— Begin Material provided —
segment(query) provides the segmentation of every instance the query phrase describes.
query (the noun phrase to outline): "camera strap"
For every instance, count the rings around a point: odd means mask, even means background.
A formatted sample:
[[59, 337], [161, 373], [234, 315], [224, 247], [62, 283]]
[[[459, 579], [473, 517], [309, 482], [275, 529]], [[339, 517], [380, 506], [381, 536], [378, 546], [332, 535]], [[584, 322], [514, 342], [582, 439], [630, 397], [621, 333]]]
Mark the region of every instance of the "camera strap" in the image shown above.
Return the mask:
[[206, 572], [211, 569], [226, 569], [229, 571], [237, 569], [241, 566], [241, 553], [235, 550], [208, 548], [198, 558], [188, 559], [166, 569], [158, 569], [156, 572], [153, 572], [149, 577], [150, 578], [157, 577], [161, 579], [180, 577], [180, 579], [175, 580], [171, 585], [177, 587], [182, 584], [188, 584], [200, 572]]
— End Material provided —
# [Short exercise]
Put each line of the records above into a JSON list of strings, one string per line, and leave out any blank lines.

# [Solution to this task]
[
  "segment(query) provides the segmentation of every instance the query phrase describes.",
  "query (the noun phrase to outline): \"camera strap\"",
  "For every instance, count the rings around a point: odd means mask, even means background.",
  "A formatted sample:",
  "[[59, 337], [161, 373], [234, 315], [224, 247], [62, 283]]",
  "[[[459, 579], [473, 517], [309, 482], [275, 529]], [[339, 517], [380, 506], [381, 536], [378, 546], [332, 535]], [[584, 322], [514, 342], [582, 439], [630, 397], [621, 333]]]",
  "Mark the region of every instance of the \"camera strap\" in the image shown above.",
  "Return the mask:",
  "[[206, 572], [211, 569], [226, 569], [229, 571], [237, 569], [241, 566], [241, 553], [235, 550], [208, 548], [198, 558], [188, 559], [166, 569], [158, 569], [156, 572], [153, 572], [149, 577], [150, 578], [157, 577], [161, 579], [180, 577], [180, 579], [175, 580], [171, 585], [177, 587], [182, 584], [188, 584], [200, 572]]"
]